**REQUIRED TASK A**
Quote the historical notes on the Beethoven sonatinas from "This Sonatina in" to "composition around 1795.".

LUDWIG VAN BEETHOVEN - 2 Sonatinas for Piano, Anh.5 - IMSLP

 

HISTORICAL NOTES
 
This Sonatina in G Maj. Anh. 5 n. 1 is part of a group of two Sonatinas published in Hamburg in 1828 by the editor Böhme (Johann August Böhme 1766 - 1847), just one year after the composer's death. The authenticity of these Sonatinas is still considered doubtful, however, if verified, their composition can be traced back to the years dating between 1790 and 1792 concurrently with the Sonatina in F Maj. WoO 50 which presents the same formal division in two movements. This time collocation is not shared by some critics who date its possible composition around 1795.

**REQUIRED TASK B**
Print the records from the line with "Find the grass" through the end of the records.

**RECORD LIST**
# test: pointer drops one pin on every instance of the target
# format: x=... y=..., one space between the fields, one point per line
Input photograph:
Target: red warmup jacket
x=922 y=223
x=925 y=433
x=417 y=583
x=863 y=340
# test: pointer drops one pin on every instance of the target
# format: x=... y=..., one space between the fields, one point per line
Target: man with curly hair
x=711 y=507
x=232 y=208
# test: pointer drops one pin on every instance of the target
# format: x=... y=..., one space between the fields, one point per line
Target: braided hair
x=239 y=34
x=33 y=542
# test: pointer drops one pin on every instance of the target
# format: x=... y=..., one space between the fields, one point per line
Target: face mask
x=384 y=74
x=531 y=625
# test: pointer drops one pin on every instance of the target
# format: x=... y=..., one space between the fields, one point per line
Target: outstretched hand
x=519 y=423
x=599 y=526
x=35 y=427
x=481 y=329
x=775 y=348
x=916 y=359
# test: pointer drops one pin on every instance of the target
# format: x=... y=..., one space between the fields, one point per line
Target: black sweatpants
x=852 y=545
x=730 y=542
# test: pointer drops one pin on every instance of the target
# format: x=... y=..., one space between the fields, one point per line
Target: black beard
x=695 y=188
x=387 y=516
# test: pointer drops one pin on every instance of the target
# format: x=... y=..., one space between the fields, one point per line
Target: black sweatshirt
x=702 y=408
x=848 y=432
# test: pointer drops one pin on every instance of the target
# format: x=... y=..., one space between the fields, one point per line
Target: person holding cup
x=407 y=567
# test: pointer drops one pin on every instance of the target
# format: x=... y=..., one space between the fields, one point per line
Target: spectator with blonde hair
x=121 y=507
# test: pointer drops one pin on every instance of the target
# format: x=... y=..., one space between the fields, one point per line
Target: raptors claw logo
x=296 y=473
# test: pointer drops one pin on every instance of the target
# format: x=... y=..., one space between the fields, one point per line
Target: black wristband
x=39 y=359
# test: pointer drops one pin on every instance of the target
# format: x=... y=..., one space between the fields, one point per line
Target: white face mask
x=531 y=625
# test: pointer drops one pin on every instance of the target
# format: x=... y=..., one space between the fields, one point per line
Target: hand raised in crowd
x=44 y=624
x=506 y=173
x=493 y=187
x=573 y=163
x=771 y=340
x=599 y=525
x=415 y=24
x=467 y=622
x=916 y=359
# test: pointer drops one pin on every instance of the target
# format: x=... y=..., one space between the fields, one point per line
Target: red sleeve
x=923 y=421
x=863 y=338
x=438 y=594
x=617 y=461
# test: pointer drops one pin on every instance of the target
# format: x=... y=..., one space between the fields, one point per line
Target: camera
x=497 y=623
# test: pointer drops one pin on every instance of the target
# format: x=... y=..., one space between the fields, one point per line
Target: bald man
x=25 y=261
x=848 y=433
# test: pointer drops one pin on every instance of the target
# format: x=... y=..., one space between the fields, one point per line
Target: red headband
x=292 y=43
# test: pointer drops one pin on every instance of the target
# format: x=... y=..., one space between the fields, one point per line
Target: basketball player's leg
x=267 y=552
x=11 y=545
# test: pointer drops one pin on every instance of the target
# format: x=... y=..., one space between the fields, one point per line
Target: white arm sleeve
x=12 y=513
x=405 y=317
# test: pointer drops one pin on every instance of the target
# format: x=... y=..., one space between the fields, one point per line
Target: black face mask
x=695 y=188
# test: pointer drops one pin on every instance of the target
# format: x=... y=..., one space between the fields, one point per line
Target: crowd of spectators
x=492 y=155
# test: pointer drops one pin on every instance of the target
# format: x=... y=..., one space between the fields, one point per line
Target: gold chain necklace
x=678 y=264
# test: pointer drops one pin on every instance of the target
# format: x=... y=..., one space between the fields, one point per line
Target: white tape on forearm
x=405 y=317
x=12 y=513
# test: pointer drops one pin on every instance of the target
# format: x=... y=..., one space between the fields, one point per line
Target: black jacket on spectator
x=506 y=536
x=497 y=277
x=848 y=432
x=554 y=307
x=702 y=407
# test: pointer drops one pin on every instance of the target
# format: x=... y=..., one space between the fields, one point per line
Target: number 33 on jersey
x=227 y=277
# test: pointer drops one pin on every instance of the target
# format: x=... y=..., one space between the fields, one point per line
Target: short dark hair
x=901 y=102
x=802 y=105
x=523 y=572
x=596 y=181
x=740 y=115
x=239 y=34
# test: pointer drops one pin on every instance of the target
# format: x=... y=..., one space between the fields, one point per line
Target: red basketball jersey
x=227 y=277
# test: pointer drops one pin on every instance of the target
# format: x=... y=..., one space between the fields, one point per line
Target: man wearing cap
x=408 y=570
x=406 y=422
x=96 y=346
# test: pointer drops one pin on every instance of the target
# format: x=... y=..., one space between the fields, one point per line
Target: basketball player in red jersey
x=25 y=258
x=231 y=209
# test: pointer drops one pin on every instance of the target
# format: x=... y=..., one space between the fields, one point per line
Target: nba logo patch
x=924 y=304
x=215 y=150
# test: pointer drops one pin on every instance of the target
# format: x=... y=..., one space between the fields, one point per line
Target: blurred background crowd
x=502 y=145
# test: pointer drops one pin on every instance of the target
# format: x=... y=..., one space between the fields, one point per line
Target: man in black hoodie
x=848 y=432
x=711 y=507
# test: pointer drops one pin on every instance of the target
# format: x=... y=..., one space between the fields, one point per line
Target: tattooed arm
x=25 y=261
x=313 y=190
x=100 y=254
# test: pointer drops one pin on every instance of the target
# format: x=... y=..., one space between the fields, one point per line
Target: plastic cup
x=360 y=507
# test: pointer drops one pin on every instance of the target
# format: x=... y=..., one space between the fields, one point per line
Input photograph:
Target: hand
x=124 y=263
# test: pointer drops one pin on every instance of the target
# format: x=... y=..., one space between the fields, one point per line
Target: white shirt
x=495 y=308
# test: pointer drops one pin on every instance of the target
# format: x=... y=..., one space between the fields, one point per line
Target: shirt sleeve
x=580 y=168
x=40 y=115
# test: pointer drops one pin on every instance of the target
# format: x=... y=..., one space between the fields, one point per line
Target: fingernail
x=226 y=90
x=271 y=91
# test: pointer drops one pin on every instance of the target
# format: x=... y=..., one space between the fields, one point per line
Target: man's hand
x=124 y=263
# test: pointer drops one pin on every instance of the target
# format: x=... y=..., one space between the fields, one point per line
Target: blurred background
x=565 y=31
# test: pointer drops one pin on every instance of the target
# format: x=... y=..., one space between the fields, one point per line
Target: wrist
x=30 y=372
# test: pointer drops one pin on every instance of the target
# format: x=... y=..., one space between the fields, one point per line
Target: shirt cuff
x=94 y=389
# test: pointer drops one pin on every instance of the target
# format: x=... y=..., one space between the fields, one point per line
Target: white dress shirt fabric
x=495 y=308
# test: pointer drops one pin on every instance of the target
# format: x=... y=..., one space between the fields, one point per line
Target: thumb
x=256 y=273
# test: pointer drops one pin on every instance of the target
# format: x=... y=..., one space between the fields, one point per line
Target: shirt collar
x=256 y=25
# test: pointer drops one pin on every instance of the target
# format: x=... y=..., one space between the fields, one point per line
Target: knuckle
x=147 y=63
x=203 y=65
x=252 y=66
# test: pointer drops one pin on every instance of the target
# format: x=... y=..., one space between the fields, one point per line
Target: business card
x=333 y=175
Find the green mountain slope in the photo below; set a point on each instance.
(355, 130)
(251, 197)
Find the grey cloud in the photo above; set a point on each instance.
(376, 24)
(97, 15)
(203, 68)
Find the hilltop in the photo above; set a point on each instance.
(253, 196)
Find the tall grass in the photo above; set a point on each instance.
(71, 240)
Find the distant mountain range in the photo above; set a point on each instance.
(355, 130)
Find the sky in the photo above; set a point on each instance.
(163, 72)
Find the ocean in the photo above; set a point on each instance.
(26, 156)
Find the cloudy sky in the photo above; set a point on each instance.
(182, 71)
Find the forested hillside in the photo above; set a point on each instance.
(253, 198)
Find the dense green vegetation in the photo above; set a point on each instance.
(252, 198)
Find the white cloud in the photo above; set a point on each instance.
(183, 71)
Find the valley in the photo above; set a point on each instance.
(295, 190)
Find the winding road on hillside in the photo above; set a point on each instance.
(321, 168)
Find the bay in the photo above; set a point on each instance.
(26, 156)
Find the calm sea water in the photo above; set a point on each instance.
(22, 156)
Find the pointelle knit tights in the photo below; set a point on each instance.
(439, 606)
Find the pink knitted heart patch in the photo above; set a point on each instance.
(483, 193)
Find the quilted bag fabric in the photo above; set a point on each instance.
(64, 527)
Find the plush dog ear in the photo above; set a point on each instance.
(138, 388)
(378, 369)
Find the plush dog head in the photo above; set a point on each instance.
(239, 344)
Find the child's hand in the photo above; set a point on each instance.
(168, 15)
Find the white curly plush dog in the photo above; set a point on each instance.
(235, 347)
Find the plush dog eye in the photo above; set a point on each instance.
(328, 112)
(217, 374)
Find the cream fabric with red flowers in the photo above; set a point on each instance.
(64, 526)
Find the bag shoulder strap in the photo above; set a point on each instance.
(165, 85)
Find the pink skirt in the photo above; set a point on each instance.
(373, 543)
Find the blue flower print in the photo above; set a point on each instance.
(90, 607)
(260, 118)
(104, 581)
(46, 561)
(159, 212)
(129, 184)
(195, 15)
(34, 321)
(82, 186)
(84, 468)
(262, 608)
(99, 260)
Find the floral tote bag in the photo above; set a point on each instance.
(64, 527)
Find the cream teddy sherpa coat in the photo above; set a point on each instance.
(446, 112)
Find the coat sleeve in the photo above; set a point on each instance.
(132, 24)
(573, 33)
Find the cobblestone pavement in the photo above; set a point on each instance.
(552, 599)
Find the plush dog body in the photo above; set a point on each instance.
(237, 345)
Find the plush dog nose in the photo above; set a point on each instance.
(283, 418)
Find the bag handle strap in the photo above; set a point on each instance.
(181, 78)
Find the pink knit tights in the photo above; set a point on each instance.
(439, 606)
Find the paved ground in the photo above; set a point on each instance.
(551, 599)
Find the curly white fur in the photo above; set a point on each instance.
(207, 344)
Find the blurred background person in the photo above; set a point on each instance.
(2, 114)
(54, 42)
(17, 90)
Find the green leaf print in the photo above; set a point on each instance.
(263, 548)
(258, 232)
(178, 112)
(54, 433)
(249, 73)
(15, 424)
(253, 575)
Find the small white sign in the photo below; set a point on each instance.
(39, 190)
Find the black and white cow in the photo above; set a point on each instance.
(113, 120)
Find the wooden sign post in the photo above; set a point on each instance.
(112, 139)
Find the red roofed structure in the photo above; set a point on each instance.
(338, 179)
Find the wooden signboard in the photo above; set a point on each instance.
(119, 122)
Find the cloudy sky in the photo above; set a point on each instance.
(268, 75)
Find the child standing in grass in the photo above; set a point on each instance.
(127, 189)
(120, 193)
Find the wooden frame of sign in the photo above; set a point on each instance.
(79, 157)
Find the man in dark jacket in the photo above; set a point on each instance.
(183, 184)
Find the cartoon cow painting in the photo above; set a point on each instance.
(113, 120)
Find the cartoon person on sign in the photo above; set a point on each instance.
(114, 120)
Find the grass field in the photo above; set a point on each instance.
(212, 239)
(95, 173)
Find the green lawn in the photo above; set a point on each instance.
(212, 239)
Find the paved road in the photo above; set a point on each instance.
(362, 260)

**EXPECTED OUTPUT A**
This Sonatina in G Maj. Anh. 5 n. 1 is part of a group of two Sonatinas published in Hamburg in 1828 by the editor Böhme (Johann August Böhme 1766 - 1847), just one year after the composer's death. The authenticity of these Sonatinas is still considered doubtful, however, if verified, their composition can be traced back to the years dating between 1790 and 1792 concurrently with the Sonatina in F Maj. WoO 50 which presents the same formal division in two movements. This time collocation is not shared by some critics who date its possible composition around 1795.

**EXPECTED OUTPUT B**
Find the grass field in the photo above; set a point on each instance.
(212, 239)
(95, 173)
Find the green lawn in the photo above; set a point on each instance.
(212, 239)
Find the paved road in the photo above; set a point on each instance.
(362, 260)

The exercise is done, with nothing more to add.